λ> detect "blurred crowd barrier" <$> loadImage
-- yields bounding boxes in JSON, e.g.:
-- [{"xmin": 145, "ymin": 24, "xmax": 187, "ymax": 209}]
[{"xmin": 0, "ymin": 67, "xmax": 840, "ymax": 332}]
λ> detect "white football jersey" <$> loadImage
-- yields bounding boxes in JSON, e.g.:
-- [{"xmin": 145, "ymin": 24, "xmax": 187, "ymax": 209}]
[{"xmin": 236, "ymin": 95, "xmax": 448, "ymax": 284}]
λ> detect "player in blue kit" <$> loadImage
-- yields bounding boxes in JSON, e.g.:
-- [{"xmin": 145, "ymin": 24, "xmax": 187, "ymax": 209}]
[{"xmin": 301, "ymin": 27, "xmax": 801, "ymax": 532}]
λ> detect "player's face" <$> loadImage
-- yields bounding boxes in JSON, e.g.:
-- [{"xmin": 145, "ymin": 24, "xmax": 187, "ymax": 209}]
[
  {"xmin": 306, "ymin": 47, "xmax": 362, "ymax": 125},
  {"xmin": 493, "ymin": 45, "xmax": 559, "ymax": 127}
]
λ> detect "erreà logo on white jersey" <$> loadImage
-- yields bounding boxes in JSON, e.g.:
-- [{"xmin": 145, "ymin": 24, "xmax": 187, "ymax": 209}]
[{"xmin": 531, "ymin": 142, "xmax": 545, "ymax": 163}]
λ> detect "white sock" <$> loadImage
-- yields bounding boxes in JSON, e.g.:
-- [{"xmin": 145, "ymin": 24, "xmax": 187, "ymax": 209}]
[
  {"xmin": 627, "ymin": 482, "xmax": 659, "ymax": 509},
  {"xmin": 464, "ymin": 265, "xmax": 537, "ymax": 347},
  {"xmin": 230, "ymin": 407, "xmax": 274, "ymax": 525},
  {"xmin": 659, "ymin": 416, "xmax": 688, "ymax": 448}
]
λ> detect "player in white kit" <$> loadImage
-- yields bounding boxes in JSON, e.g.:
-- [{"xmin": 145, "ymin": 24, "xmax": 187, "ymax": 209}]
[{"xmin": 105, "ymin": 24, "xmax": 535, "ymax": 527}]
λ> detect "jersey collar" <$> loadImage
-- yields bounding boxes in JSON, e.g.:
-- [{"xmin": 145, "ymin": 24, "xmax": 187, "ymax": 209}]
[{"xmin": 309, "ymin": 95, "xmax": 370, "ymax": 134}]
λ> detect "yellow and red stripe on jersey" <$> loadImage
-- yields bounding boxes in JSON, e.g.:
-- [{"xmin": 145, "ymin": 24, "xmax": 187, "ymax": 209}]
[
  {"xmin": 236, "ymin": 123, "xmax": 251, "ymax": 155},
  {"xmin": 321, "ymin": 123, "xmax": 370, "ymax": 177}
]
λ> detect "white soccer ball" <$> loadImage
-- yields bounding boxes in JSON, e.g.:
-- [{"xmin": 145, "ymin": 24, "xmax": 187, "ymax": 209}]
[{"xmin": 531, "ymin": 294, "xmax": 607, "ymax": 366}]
☆ ☆ ☆ ☆
Report the number of lines in the listing above that contain the string "player", giving only that number.

▸ **Task result**: 3